WORK REQUEST 1
According to the passage on Bugatti's career, why was the Model 100 aircraft never flown operationally?
WORK REQUEST 2
Resume the passage on Bugatti's career after its last sentence.

TEXT BLOCK
After parting with Mathis, Bugatti established a research facility at Illkirch-Graffenstaden near Strasbourg and began collaborating with the Cologne-based Deutz company. In 1907, he was appointed Production Director at Deutz, where he designed the Type 8 and Type 9. While employed there, he simultaneously built the Type 10 in the basement of his home — a characteristically driven act of parallel creative ambition. In 1913 he also designed a small car for Peugeot, the Type 19 Bébé.

In 1909, Bugatti founded his own company, Automobiles E. Bugatti, at Molsheim in German Alsace. The factory would become synonymous with precision engineering, speed, and aesthetics. Bugatti cars were celebrated not only for their mechanical sophistication but for their beauty, reflecting the founder's artistic heritage as much as his engineering prowess.

The company achieved rapid motorsport success. Bugatti machinery dominated early Grand Prix competition, and a Bugatti was driven to victory in the inaugural Monaco Grand Prix in 1929. The marque became one of the defining forces of the inter-war racing era, producing cars that combined lightness, agility, and reliability with an artisanal quality that set them apart from more industrially produced rivals.

During World War I, displaced from Molsheim, Bugatti turned his talents to aeroplane engines, designing a distinctive 16-cylinder U-16 unit, though it saw only very limited production and installation. Between the wars he pursued remarkably diverse engineering projects: the Autorail Bugatti, a motorised railcar that achieved considerable commercial success on French railways, and the Model 100 aircraft, designed with Louis de Monge using twin Type 50B Bugatti engines. The aircraft was never flown operationally, as the outbreak of World War II intervened before it could be completed. Bugatti also designed surgical instruments for a friend who was a professor at a nearby hospital; some of these instruments reportedly remained in clinical use long after his death.

MATERIAL SHOWN
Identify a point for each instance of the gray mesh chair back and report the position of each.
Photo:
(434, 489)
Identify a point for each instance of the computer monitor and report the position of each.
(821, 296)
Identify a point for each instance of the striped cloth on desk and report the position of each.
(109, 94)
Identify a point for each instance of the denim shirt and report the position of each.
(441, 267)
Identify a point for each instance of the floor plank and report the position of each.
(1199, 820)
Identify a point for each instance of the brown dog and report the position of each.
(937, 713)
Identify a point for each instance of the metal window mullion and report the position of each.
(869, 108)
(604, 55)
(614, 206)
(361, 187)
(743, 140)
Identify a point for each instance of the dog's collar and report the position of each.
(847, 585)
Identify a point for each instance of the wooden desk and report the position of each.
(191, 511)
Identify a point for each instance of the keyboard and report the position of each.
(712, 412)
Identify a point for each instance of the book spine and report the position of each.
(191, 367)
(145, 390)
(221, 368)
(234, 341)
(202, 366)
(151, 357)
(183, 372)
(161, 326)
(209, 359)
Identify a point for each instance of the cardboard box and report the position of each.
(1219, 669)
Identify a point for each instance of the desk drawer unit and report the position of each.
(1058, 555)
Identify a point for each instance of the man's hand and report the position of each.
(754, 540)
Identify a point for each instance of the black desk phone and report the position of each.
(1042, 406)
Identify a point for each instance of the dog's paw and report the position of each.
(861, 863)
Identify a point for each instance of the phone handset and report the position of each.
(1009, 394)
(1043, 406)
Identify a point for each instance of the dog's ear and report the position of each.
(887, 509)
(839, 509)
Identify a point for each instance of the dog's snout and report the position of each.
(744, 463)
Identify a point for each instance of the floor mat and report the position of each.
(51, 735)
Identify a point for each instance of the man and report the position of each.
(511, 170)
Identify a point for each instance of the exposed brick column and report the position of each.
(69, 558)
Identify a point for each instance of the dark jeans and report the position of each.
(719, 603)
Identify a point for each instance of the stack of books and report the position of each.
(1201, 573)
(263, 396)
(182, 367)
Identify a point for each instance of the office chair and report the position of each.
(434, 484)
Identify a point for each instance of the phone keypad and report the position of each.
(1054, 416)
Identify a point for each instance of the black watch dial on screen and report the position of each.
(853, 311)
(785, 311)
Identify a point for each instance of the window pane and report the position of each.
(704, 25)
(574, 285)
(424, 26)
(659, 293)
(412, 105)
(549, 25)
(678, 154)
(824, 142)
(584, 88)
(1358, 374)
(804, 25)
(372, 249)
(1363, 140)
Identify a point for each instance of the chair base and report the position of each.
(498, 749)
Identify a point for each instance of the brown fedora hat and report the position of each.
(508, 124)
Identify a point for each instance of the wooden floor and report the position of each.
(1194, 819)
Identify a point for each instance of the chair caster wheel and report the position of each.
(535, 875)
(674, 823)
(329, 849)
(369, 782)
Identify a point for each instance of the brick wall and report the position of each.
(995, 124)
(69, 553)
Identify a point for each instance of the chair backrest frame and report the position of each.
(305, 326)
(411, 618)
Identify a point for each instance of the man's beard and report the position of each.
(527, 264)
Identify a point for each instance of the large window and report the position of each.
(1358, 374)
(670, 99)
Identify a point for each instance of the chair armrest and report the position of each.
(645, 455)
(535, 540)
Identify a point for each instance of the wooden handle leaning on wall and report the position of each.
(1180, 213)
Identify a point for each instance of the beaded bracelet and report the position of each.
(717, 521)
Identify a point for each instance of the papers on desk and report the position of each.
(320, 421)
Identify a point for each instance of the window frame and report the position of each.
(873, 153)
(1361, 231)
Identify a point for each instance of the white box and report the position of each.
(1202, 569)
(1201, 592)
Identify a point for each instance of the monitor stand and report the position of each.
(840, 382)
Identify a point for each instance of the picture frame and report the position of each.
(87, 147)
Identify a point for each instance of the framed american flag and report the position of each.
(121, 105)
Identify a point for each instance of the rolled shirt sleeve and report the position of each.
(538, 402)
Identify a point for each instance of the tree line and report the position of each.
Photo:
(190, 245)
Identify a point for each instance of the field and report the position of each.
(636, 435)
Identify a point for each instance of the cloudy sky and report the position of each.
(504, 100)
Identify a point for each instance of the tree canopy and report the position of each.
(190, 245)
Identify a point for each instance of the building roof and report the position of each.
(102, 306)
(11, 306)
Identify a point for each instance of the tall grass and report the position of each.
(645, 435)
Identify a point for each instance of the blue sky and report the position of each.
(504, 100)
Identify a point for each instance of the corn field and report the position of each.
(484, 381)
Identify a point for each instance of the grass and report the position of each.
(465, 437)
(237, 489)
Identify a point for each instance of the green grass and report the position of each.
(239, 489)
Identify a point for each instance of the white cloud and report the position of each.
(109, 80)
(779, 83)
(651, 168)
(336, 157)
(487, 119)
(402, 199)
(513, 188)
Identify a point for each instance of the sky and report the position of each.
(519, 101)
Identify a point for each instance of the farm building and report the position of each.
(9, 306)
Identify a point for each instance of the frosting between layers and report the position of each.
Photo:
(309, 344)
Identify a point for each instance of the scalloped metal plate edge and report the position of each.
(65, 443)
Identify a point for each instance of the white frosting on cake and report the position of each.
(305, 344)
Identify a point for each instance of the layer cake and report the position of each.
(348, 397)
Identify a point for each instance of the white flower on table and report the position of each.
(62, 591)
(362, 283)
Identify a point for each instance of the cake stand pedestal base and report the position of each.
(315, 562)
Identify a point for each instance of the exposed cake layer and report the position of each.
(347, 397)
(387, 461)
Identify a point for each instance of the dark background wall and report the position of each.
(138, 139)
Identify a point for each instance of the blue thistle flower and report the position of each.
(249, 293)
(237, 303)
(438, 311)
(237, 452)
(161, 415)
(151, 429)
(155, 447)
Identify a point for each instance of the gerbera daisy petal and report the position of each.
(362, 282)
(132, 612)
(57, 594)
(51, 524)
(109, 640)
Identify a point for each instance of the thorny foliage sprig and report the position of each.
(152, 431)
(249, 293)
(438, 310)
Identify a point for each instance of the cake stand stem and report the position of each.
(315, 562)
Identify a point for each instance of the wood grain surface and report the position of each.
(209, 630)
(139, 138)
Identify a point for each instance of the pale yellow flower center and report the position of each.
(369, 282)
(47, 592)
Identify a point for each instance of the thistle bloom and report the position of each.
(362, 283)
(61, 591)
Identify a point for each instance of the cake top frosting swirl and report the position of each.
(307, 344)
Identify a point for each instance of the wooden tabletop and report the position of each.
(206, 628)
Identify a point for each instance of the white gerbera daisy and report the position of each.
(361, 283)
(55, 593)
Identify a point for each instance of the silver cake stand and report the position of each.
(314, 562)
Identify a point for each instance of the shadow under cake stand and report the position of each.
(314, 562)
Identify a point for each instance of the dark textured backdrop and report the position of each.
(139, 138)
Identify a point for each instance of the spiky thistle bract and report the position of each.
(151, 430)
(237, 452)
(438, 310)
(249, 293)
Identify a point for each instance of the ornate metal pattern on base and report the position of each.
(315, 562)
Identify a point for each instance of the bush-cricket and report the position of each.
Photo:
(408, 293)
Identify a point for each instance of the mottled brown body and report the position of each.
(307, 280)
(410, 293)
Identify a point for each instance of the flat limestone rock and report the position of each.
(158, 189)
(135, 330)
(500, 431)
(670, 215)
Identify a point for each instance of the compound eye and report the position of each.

ANSWER BOX 1
The Model 100 was never flown operationally because World War II broke out before it could be completed.

ANSWER BOX 2
The death of his son Jean on 11 August 1939 marked a turning point for Ettore Bugatti and the company. Jean, who had become an accomplished designer in his own right and was deeply involved in the firm, was killed at the age of 30 while testing a Bugatti Type 57 tank-bodied racing car on a closed road near the Molsheim factory. The loss devastated Ettore, and the company's fortunes began to deteriorate.

World War II compounded the damage. The Molsheim factory was ruined during the conflict, and Bugatti lost effective control of the property. His Italian origins brought him under suspicion in the post-liberation atmosphere of France, and his Alsatian property was seized by the state. He planned a new factory at Levallois in Paris and designed a series of new cars during the war years, but circumstances prevented their realisation.

Ettore Bugatti married Barbara Maria Giuseppina Mascherpa in 1907. Together they had four children: daughters L'Ébé (born 1903) and Lidia (born 1907), and sons Jean (born 1909) and Roland (born 1922). After Barbara died in 1944, Bugatti remarried in 1946, to Geneviève Marguerite Delcuze; they had a daughter, Thérèse, and a son, Michel.

Bugatti's personality was as distinctive as his cars. His relationship with customers was notably unsentimental. When an owner complained that his Bugatti was difficult to start on cold mornings, Bugatti reportedly replied: "Sir! If you can afford a Type 35, you can surely afford a heated garage!" When another customer complained about the brakes on a particular model, he answered: "I make my cars to go, not stop!"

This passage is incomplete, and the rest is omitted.